Document segment ▸
The Supreme Court has taken a step in the right direction by ruling that prohibition in the personal law would not hinder a Muslim from adopting a child if s/he chose the secular Juvenile Justice (Care and Protection of Children) [JJ] Act method. This is clearly a spirited, albeit guarded, move, to push for the Constitutionally-advised Uniform Civil Code (UCC), despite huge resistance from religious minorities. Hitherto, the adoption laws, including the Hindu Adoption and Maintenance Act of 1956, the Guardians and Wards Act of 1890 and the JJ Act of 2000 (amended in 2006), nevertheless didn’t make way for allowing any Muslim person to legally adopt a child, given the clear precedence of a biological heir over the foster child in the Islamic Law Code of Shariat accredited by the All India Muslim Personal Law Board. However, the SC bench of chief justice P Sathasivam and Justices Ranjan Gogoi and S K Singh has decided that on secular and humanitarian grounds, the JJ Act could overrule the restrictions in the personal law, thereby paving way for prospective parents to legally taken in a child under their care. Quite rightly, the bench articulated the need for securing the Uniform Civil Code throughout the territory of India, as envisioned in article 44 of the Constitution, in order to prevent discrimination against persons on the ground of religio-legal limitations.

What you will do ▸
1 > According to the passage on the Supreme Court adoption ruling, which article of the Constitution envisions the Uniform Civil Code?
2 > List every adoption law that the passage on the Supreme Court adoption ruling names, along with any year it gives for each.
3 > Continue the passage on the Supreme Court adoption ruling from its last sentence.

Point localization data
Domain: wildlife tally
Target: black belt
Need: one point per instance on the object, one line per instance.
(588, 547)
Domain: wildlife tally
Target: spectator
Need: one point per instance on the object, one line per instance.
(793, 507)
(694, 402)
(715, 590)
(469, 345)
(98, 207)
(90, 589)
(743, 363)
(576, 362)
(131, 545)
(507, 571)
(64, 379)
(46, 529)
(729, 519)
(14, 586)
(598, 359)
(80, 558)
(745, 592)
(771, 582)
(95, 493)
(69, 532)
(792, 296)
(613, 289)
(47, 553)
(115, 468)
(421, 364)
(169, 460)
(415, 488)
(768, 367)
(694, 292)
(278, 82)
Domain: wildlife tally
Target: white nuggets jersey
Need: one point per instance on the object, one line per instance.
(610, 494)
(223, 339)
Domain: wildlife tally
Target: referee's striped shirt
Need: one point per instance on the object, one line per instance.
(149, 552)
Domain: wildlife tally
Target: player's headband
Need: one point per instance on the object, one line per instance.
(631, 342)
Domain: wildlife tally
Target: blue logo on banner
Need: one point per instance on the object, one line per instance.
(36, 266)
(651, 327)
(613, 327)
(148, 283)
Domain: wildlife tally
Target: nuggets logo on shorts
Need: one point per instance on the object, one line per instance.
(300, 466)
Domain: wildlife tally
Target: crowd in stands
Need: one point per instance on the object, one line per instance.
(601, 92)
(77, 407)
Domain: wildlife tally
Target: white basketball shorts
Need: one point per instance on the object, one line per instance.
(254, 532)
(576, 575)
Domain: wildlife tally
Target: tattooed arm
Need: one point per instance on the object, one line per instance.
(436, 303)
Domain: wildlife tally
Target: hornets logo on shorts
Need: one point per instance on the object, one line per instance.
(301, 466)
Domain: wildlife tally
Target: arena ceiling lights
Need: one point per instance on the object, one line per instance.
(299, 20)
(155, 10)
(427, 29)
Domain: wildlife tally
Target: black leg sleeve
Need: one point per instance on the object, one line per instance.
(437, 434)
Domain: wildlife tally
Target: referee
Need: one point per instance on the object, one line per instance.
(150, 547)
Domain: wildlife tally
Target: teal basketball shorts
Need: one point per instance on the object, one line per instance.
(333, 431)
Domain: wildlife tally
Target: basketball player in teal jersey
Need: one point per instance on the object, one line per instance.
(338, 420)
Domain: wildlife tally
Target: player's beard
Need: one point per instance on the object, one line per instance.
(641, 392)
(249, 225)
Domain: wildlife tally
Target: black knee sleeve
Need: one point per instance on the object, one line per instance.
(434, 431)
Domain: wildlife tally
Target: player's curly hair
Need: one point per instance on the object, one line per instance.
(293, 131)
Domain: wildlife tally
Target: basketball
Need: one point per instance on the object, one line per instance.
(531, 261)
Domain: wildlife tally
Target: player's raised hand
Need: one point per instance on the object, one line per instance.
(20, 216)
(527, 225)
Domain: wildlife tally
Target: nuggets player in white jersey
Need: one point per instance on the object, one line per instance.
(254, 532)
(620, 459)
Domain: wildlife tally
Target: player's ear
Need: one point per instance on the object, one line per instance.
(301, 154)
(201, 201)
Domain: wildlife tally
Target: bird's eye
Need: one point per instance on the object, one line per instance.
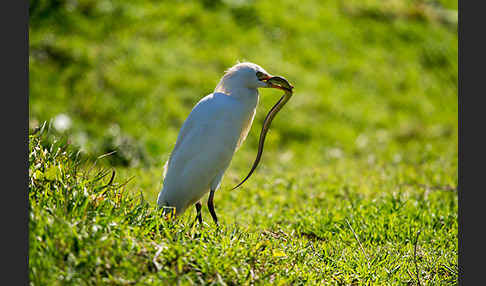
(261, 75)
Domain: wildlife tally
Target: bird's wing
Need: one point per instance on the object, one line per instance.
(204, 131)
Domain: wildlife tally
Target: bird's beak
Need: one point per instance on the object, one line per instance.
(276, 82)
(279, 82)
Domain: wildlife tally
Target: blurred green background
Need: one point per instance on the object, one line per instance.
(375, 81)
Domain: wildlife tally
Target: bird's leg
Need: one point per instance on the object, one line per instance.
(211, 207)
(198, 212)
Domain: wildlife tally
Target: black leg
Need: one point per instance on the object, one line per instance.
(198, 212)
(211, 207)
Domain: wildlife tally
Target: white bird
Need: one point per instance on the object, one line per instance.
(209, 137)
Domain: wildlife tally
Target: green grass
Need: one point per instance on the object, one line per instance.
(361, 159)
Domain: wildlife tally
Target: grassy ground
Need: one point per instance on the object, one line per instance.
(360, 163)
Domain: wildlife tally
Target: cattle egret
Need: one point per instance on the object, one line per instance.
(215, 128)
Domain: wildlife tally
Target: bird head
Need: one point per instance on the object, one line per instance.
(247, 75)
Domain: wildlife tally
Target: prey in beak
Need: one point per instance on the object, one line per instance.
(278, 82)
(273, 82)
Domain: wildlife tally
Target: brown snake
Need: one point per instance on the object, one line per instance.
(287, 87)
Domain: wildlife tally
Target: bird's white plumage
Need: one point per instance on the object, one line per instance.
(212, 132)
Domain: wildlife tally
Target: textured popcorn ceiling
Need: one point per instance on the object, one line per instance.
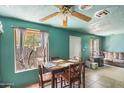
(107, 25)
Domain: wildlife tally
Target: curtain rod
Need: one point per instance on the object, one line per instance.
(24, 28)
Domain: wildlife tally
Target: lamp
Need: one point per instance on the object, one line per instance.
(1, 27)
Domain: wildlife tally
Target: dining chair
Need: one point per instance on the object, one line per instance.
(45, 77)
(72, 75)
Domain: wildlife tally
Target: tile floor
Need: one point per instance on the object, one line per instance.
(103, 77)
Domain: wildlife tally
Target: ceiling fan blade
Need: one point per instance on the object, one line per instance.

Results of the exercise ▸
1 > Article 44

2 >
- Hindu Adoption and Maintenance Act of 1956
- Guardians and Wards Act of 1890
- Juvenile Justice (Care and Protection of Children) Act of 2000, amended in 2006

3 >
In fact, the nine-year-old plea by activist Shabnam Hashmi spells out how the proscriptions of the Muslim Personal Law Board have placed insurmountable hurdles before prospective and beleaguered parents and have stopped them from formally adopt children. This discrimination between the biological and the foster child, as dictated by the ‘kafla’ system of the Sharia, is, as observed by the apex court, doesn’t gel with the open, egalitarian and secular ideals enshrined in the Constitution and forming the premise of this democratic republic. Naturally, as residual ‘conflicting faiths and beliefs that are still active today’ clash head on with the powerfully realised need for freer, beneficent and non-discriminatory principles upon which to erect and strengthen legal and legislative amendments, expanding the ambit of law and the Constitution becomes a necessity. It then is imperative for fundamental institutions such as the judiciary to recreate and redesign the existing frameworks in step with the changing times, reflecting the pulse of the ever more connected and ideologically experimenting collective that is the globalising nation. In this light, the SC judgment – saying ‘an optional legislation (JJ Act) that does not contain an unavoidable imperative cannot be stultified by principles of personal law which, however, would always continue to govern any person who chooses to so submit himself until such time that the vision of Uniform Civil Code is achieved’ – is not only apt and timely, but also empowering for childless couples belonging to Islam, who would now have at least an option open before them.